— begin Exercise materials —

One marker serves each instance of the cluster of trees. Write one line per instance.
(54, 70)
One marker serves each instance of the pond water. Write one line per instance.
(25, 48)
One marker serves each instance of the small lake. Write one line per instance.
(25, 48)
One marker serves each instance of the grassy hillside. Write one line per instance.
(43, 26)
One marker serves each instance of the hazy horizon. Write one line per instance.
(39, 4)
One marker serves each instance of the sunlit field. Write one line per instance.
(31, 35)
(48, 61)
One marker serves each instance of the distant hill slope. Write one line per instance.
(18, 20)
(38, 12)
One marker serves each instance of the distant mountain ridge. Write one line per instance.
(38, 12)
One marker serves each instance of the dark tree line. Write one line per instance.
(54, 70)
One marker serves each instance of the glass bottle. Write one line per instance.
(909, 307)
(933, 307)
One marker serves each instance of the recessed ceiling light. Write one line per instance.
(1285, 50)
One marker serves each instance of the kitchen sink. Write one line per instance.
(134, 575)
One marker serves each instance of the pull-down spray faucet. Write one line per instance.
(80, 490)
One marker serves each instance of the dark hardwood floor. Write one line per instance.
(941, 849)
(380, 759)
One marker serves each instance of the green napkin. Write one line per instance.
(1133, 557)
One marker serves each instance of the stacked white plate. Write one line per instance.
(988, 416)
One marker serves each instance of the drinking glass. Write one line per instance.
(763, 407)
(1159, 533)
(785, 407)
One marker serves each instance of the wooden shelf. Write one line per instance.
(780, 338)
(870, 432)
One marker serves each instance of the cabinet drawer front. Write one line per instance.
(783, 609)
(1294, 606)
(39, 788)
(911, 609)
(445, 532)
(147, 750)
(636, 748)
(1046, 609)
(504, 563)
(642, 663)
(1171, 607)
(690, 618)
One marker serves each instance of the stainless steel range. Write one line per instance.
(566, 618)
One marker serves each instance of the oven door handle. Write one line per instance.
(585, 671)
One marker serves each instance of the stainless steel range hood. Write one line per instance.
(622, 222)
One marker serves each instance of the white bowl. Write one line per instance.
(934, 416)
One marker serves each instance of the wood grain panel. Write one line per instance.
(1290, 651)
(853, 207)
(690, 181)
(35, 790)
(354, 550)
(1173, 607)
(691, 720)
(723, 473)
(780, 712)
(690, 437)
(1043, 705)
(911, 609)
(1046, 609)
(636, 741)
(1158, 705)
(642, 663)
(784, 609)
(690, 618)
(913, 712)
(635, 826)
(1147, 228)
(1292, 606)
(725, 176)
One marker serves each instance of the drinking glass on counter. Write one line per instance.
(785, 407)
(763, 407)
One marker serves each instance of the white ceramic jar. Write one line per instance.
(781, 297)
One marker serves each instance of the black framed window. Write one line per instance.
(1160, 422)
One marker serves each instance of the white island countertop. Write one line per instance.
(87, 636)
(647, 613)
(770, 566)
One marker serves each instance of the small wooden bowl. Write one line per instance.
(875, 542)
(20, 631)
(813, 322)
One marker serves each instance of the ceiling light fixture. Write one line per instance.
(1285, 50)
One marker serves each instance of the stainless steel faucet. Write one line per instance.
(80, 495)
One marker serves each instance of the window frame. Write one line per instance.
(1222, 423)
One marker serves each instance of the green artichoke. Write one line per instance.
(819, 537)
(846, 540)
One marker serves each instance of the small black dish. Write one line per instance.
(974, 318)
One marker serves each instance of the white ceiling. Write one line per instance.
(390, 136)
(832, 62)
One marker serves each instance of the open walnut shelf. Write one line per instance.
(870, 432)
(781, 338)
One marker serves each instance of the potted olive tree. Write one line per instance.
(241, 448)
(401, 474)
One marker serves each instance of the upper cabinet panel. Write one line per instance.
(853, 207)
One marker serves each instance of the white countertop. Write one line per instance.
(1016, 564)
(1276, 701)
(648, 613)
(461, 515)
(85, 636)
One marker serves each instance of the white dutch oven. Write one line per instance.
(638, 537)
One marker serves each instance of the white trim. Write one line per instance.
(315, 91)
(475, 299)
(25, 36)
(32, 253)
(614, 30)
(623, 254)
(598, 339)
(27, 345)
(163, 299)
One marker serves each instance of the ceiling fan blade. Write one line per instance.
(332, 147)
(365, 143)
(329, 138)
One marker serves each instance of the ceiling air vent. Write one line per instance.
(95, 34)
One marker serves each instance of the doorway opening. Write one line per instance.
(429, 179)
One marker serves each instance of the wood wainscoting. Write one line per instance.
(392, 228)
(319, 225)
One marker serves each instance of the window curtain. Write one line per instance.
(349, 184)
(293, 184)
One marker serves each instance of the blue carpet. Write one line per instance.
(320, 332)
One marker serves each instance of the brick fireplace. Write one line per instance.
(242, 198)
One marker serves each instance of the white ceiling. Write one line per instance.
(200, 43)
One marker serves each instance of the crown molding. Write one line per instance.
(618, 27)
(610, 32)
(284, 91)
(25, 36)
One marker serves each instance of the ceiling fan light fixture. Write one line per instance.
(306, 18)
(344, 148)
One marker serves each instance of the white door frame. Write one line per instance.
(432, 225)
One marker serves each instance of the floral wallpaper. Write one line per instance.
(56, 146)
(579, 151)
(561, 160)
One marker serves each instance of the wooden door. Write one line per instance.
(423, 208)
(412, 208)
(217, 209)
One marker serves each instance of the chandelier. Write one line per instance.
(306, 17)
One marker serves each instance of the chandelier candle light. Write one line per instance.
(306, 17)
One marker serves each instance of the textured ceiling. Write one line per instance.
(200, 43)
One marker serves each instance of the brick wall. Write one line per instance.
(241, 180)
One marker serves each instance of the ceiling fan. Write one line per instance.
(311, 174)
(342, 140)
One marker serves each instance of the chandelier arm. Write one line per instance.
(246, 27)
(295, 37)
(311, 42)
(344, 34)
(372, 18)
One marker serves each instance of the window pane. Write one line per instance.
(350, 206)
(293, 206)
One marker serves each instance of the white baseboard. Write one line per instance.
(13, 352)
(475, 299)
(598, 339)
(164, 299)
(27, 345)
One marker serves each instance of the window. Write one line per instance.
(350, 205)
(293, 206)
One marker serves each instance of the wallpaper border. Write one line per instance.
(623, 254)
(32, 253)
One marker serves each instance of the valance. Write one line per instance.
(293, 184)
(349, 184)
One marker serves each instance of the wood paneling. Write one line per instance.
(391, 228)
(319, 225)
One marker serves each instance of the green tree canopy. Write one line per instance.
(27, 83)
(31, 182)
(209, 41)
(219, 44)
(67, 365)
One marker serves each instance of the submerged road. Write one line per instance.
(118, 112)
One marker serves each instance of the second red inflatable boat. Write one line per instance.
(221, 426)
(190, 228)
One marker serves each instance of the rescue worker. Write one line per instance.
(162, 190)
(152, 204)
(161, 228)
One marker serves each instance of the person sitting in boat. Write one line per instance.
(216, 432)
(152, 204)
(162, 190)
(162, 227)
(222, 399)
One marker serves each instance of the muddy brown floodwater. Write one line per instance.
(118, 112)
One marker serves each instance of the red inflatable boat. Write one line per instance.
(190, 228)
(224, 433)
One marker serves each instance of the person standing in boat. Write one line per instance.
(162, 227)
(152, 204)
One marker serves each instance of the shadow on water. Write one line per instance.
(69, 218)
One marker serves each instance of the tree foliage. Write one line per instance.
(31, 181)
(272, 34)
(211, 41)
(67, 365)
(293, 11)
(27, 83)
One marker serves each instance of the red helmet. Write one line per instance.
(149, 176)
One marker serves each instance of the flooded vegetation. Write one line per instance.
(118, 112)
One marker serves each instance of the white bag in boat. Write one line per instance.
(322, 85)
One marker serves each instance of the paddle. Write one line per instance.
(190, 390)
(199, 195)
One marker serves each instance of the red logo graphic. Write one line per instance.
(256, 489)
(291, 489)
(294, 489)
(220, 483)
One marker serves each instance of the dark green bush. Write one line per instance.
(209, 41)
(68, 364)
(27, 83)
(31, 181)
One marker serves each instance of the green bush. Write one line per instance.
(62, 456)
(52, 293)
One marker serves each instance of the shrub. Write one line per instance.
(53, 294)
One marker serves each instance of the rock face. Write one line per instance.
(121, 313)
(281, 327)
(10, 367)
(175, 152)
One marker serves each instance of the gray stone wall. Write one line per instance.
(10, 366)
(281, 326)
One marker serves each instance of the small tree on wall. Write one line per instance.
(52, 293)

— end Exercise materials —

The request
Recast the lines from the one containing "One marker serves each instance of the red helmet." through the end of the rows, inclusive, as a Markdown table with two columns, Num and Content: a line number in Num and the line itself in Content, skipping blank lines.

The reply
| Num | Content |
|---|---|
| 1 | One marker serves each instance of the red helmet. Write one line per instance. |
| 2 | (149, 176) |
| 3 | One marker serves each instance of the flooded vegetation. Write one line per instance. |
| 4 | (118, 112) |
| 5 | One marker serves each instance of the white bag in boat. Write one line per instance. |
| 6 | (322, 85) |
| 7 | One marker serves each instance of the paddle. Write one line per instance. |
| 8 | (190, 390) |
| 9 | (199, 195) |
| 10 | One marker serves each instance of the red logo graphic. Write one line per instance. |
| 11 | (256, 489) |
| 12 | (291, 489) |
| 13 | (294, 489) |
| 14 | (220, 483) |
| 15 | One marker serves each instance of the dark green bush. Write one line per instance. |
| 16 | (209, 41) |
| 17 | (68, 364) |
| 18 | (27, 83) |
| 19 | (31, 181) |
| 20 | One marker serves each instance of the green bush. Write one line per instance. |
| 21 | (62, 456) |
| 22 | (52, 293) |
| 23 | One marker serves each instance of the shrub. Write one line per instance. |
| 24 | (53, 294) |
| 25 | One marker serves each instance of the rock face. Write one line per instance. |
| 26 | (121, 313) |
| 27 | (281, 327) |
| 28 | (10, 367) |
| 29 | (175, 152) |
| 30 | One marker serves each instance of the gray stone wall. Write one line per instance. |
| 31 | (10, 366) |
| 32 | (281, 326) |
| 33 | One marker serves each instance of the small tree on wall. Write one line per instance. |
| 34 | (52, 293) |